(Collected data)
□ □ □ □
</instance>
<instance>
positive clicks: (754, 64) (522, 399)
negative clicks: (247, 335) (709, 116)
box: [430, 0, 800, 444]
□ □ □ □
■ Problem:
Each record must appear again, word for word.

■ Response:
</instance>
<instance>
positive clicks: (754, 64) (522, 399)
negative clicks: (247, 335) (709, 116)
box: [430, 0, 800, 444]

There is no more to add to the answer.